Problem statement:
Starting with the line that holds "Audit check: the dead", copy out each remaining line of the listing below, up to and including the last one, and include nothing else.
○ ○ ○ ○ ○ ○ ○
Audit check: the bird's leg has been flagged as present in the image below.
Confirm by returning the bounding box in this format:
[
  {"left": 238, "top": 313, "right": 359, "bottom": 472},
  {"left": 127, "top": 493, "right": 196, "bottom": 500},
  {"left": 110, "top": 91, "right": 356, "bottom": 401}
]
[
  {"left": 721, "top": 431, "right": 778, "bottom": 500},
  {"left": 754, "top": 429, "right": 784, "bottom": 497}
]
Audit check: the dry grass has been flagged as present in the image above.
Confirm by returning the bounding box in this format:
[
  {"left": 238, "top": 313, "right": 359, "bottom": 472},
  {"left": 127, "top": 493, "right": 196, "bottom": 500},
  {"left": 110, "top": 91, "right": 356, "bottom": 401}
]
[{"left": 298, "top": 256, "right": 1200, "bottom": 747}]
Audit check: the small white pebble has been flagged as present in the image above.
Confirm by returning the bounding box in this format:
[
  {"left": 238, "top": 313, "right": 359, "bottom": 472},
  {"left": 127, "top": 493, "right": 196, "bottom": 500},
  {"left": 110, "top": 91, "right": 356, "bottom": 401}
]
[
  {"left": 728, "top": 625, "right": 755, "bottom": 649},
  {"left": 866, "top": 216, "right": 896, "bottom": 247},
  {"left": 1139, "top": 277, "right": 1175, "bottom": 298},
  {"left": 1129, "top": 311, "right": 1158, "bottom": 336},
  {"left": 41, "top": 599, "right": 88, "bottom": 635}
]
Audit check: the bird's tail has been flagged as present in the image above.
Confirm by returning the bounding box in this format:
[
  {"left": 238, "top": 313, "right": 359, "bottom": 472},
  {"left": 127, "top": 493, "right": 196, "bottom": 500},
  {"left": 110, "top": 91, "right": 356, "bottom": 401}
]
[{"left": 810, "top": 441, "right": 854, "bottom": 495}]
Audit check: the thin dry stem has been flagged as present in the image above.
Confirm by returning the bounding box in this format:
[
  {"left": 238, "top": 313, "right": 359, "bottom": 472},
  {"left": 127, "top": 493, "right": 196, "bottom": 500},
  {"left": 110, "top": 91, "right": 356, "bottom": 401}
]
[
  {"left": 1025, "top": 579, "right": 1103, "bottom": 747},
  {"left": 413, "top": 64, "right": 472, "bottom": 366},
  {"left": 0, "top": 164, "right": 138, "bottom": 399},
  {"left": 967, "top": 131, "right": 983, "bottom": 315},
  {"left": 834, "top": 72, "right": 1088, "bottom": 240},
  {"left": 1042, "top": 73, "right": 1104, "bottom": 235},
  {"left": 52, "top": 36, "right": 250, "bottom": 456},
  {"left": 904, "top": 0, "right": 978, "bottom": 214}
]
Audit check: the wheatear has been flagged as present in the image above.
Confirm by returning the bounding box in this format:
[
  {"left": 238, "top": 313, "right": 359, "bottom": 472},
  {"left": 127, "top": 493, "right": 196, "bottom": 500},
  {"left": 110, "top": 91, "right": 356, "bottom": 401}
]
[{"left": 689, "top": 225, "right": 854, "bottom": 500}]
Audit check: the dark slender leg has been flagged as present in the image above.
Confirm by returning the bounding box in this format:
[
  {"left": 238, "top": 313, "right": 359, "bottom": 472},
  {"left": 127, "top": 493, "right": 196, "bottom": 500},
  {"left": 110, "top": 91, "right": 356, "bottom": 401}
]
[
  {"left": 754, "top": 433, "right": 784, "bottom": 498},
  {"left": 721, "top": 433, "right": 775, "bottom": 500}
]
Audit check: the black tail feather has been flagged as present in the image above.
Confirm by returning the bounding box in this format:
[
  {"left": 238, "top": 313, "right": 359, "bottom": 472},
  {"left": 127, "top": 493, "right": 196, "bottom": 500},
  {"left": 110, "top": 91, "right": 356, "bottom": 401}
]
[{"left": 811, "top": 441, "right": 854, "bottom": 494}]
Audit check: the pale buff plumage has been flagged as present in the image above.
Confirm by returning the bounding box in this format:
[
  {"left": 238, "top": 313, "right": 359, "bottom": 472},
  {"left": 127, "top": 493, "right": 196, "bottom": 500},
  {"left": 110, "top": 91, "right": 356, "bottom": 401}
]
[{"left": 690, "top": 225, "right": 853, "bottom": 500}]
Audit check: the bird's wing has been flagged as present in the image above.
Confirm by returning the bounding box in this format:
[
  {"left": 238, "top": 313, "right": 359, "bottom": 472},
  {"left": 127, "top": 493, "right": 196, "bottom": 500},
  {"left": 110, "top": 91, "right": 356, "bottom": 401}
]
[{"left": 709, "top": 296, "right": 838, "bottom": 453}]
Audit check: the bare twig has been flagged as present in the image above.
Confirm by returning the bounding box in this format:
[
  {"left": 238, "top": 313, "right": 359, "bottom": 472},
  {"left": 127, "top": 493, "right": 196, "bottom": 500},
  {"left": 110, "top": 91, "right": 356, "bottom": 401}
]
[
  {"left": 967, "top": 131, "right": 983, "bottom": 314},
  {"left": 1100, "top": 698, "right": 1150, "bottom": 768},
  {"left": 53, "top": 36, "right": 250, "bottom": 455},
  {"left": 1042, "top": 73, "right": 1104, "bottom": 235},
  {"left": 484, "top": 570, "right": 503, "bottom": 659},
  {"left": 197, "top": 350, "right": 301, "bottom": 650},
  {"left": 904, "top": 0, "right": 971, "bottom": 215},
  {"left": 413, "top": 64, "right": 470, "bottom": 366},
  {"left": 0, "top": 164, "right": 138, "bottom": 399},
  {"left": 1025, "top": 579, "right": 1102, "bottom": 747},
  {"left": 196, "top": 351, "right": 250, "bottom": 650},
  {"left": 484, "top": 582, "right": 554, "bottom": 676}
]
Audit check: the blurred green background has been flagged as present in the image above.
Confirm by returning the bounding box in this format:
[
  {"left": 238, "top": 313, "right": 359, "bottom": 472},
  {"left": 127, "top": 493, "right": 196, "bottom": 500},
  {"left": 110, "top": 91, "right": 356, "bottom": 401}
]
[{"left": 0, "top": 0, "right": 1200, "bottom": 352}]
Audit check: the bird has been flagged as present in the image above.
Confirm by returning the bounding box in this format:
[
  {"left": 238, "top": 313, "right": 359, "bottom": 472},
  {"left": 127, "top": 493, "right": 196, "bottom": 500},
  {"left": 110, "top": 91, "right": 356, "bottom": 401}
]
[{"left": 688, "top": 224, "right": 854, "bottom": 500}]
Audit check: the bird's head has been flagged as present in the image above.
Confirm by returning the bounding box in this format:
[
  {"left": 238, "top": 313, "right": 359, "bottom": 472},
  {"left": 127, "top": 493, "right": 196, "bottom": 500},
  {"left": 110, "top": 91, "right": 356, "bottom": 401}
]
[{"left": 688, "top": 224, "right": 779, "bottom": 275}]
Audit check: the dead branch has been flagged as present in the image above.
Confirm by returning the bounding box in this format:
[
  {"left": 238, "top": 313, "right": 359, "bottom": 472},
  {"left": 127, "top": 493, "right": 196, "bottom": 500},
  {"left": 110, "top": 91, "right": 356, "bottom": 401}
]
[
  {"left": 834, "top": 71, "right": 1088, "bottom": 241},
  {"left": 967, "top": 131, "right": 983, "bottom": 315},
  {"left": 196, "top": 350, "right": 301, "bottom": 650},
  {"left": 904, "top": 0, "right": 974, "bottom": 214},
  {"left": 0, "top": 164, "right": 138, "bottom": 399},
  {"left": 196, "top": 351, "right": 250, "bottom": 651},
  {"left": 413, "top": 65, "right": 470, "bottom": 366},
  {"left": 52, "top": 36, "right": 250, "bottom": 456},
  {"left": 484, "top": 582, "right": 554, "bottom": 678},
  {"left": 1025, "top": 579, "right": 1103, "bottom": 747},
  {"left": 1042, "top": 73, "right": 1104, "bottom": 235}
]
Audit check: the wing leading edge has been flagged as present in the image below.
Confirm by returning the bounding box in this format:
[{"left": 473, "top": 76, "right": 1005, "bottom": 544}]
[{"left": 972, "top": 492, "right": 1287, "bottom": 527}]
○ ○ ○ ○ ○ ○ ○
Full response:
Audit check: the dead branch has been flagged as present in the image above.
Confirm by returning the bounding box in this format:
[
  {"left": 238, "top": 313, "right": 359, "bottom": 472},
  {"left": 127, "top": 493, "right": 196, "bottom": 500},
  {"left": 110, "top": 91, "right": 356, "bottom": 401}
]
[
  {"left": 834, "top": 71, "right": 1088, "bottom": 241},
  {"left": 967, "top": 131, "right": 983, "bottom": 315},
  {"left": 196, "top": 350, "right": 301, "bottom": 650},
  {"left": 904, "top": 0, "right": 974, "bottom": 214},
  {"left": 0, "top": 164, "right": 138, "bottom": 399},
  {"left": 196, "top": 351, "right": 250, "bottom": 651},
  {"left": 413, "top": 65, "right": 470, "bottom": 366},
  {"left": 52, "top": 36, "right": 250, "bottom": 456},
  {"left": 484, "top": 582, "right": 554, "bottom": 678},
  {"left": 1025, "top": 579, "right": 1103, "bottom": 747},
  {"left": 1042, "top": 73, "right": 1104, "bottom": 235}
]
Audit check: the wing leading edge has been flagged as present in the image below.
Confirm by returning the bounding box in this format:
[{"left": 473, "top": 76, "right": 1005, "bottom": 544}]
[{"left": 972, "top": 492, "right": 1287, "bottom": 527}]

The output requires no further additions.